BEGIN TASK DATA
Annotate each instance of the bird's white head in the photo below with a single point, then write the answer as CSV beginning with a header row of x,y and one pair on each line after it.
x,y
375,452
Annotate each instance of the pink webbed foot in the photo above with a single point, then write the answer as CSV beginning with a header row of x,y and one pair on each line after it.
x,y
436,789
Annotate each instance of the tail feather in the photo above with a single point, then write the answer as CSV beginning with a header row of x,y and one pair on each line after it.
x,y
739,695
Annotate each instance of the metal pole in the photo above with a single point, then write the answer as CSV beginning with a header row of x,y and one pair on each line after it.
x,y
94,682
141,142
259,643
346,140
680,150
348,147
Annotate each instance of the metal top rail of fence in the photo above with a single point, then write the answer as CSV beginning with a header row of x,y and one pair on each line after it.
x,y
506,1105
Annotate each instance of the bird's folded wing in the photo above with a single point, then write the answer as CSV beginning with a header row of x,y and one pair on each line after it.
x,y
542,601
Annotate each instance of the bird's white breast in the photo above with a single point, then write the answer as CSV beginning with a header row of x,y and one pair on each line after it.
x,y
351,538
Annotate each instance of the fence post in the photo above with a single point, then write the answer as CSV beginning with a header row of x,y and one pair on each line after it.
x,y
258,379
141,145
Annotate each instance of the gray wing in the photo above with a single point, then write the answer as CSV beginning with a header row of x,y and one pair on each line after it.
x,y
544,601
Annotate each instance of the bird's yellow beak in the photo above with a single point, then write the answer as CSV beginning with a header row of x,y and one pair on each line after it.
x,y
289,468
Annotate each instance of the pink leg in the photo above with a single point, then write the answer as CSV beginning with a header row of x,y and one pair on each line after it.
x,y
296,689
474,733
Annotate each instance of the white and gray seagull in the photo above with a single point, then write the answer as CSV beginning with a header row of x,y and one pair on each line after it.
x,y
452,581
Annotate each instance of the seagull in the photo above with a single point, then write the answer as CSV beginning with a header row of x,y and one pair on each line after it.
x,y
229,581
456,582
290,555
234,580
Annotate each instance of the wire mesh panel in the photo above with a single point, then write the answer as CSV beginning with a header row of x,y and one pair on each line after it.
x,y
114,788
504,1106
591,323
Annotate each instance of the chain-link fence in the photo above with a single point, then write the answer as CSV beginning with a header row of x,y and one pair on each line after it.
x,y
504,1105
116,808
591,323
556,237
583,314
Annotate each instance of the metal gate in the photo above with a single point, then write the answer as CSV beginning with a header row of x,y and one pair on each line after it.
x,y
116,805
END TASK DATA
EXERCISE BRIEF: All records shown above are to be repeated exactly.

TASK RESPONSE:
Annotate each instance of the bird's white head in the photo below with a single point, then write the answer as CSV beginning with a header row of x,y and one pair on each line after it.
x,y
375,452
Annotate each instance of the pink webbed foot in the photo above with a single point, then write the answer as CSV beginning with a header row of x,y and one pair on each line after it.
x,y
436,789
Annotate each instance of the tail feather in the photo above with a single point, then write the answer as CSV beginning with a header row of x,y and one pair on each line after it.
x,y
739,695
Annotate each instance of the metal pole in the photo above with a single point, then write the answer as CSV beginning with a header row of x,y and one pair on each line after it.
x,y
94,682
141,142
259,643
346,140
680,150
348,147
Annotate each instance of the metal top rail of fence in the photo above with a single point, then write the answer as CSV beginning with a header row of x,y and one pair on each line after it.
x,y
506,1105
Annotate each instance of the bird's folded wing in the photo above with a single point, then write the answer as CSV beginning with a header row of x,y and one pair on each line after it.
x,y
542,601
Annotate each instance of the bird's white breast in the photo above with a single point, then write the answer as CSV beginning with a header row of x,y and one pair on each line after it.
x,y
351,538
Annotate each instance of the fence post in the photo above with a single point, then write the answer as CSV beginning with a header row of x,y and one pair on each line after it.
x,y
258,379
141,145
Annotate each instance of the gray wing in the photo above with a single point, then write the answer as CSV beginning with a header row of x,y and one pair on each line after it.
x,y
544,601
Annotate each instance of the bird's yellow beak in the photo above with a single point, then write the answer as CSV beginning with a header row of x,y and one pair on each line after it.
x,y
289,468
Annotate each instance of the pink leg in the photo above with a single point, then write the answer as CSV beginning with a header row of x,y and one pair on each line after it.
x,y
296,689
474,733
Annotate each instance of the white and gray seagull in the photo above with a single point, then write the answer as CSV beginning with a header row of x,y and one pair on each line after it.
x,y
452,581
Annotate each instance of the seagull in the photo above with a single point, then write the answer as CSV beginning with a header row of x,y and one pair on each line after it.
x,y
229,581
456,582
290,555
234,580
Annotate each instance of the wire mesh panel in the photo above with a single point, then write the answer as CSV beginning with a header row of x,y and one pair on each line after it.
x,y
114,788
504,1106
591,323
Annotate each instance of the chain-link fence in the photo above with a single point, then write the answer as CSV beginning with a header row of x,y and one pair on each line after it.
x,y
504,1105
116,808
591,323
556,237
583,314
Annotate each instance of the metal gate in the photo above with a single point, then write the answer as CSV beginning with a header row of x,y and one pair on each line after it.
x,y
116,805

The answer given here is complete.